GIVEN TEXT »
§ §

And there is a very complicated constellation of bureaucratic policies, bureaucratic agencies, which has to do with a phobia of drug addiction and of morphine kind of percolating into the illicit realm, and therefore contributing to the problem of addiction as it’s called, that people who have cancer are not able to get it.

So it’s things like this that I’m trying to get at with the idea of scandal. There’s something egregious about this that you have illicit counterparts of morphine circulating on street corners. And doctors are forced to tell patients to go to the street to use that, figure of speech, and try to find morphine for their loved ones.

So this element of egregiousness, this element of outrage of a violation of some norm of decency or ethics, and also an affect. When people talk about this, there is this affect of this should not be happening, this should be easily preventable.

And yet, as I tried to show and as I’ve learned, it’s anything but easy. So this is sort of the, I guess, a little bit of a texture of what I’m trying to get at with the idea of scandal.

Julia Sizek: Yeah, so let’s talk a little bit more about access to morphine. So let’s say that you or a loved one is in a hospital, and you are trying to figure out how to get access to morphine for palliative care. What do those steps look like, and what are the rules that are governing whether or not you have access to morphine?

Zahra Hayat: That’s a great question. So some of the things that I’m going to say will be specific to morphine, but many of them will not. And they’ll be representative of the larger pharmaceutical landscape.

In fact, you know, ironically, just two days ago, one of my interlocutors at the Drug Regulatory Authority of Pakistan, which one can see as the counterpart of the US FDA, sent me an article in one of the leading national dailies, talking about how patients with cancer, including children, and they were a large focus of that piece, are suffering horrifically because of the pain of end-stage cancer and how it’s just impossible to get morphine.

And there were senior oncologists who had been interviewed for that piece, who spoke about how the entire bureaucratic regime that governs, controlled substances, of which morphine is one, because of the addictive potential, that regime is so complicated and so lengthy that the companies that are trying to supply morphine sometimes have to wait months and months in order to get an approval for a quota of morphine.

§ §

ASSIGNED TASK 1 »
According to the interview, which Pakistani body does Zahra Hayat describe as the counterpart of the US FDA?
ASSIGNED TASK 2 »
From the interview, pull out everything from "Julia Sizek: Yeah, so" down to "larger pharmaceutical landscape.", word for word.

DATA FOR ANALYSIS »
§ §

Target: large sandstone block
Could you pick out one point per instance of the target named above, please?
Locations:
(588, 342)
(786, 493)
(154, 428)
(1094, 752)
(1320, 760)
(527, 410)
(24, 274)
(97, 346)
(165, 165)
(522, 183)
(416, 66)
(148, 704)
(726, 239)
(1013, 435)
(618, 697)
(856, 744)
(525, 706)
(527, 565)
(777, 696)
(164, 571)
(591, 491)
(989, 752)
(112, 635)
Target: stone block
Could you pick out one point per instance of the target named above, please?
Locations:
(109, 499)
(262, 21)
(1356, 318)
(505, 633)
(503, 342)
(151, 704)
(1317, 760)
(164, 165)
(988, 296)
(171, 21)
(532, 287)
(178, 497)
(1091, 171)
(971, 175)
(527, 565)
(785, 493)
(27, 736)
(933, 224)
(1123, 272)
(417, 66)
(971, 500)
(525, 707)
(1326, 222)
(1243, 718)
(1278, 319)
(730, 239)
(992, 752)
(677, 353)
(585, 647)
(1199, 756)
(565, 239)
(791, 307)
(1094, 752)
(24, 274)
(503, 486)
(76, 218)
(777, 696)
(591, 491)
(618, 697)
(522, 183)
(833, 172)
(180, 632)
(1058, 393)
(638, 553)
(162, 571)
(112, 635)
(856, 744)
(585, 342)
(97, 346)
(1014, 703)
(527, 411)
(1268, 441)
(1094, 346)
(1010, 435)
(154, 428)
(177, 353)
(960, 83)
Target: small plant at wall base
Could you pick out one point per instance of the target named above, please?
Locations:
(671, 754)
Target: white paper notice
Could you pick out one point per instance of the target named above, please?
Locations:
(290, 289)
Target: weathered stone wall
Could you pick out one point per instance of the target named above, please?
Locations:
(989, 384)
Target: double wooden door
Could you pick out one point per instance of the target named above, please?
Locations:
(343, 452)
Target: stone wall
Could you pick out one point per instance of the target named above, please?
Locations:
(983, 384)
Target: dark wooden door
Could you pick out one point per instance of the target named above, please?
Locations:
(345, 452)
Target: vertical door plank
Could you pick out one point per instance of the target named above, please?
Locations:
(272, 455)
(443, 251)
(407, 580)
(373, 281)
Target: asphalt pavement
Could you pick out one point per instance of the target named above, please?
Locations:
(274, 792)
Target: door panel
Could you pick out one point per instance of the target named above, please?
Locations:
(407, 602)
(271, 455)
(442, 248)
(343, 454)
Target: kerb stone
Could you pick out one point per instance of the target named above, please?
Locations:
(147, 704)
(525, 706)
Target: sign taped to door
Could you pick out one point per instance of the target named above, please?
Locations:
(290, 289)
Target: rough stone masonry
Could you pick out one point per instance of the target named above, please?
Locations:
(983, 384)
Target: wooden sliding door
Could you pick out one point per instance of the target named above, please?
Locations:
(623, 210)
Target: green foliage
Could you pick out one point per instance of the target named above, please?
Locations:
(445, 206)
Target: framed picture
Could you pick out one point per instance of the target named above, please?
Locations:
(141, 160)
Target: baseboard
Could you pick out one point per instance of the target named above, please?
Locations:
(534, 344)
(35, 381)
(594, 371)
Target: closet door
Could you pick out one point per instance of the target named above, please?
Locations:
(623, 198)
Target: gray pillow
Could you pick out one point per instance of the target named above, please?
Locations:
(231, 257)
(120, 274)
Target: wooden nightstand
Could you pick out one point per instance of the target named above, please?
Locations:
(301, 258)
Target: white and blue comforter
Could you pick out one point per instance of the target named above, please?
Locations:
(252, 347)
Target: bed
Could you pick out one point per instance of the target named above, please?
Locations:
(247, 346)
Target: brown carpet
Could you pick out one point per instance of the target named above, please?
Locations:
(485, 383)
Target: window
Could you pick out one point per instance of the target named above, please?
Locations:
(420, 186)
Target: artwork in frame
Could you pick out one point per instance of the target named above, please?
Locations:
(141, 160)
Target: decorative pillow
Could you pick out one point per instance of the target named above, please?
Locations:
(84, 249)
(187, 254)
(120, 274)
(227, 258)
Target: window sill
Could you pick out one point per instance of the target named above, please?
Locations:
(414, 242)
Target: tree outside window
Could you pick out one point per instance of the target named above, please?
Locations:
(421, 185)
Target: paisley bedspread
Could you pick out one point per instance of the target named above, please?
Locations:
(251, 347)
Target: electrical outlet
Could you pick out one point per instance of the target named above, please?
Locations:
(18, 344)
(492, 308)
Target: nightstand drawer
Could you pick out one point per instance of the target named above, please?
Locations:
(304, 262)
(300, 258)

§ §

WRITTEN REPLY 1 »
The Drug Regulatory Authority of Pakistan.

WRITTEN REPLY 2 »
Julia Sizek: Yeah, so let’s talk a little bit more about access to morphine. So let’s say that you or a loved one is in a hospital, and you are trying to figure out how to get access to morphine for palliative care. What do those steps look like, and what are the rules that are governing whether or not you have access to morphine?

Zahra Hayat: That’s a great question. So some of the things that I’m going to say will be specific to morphine, but many of them will not. And they’ll be representative of the larger pharmaceutical landscape.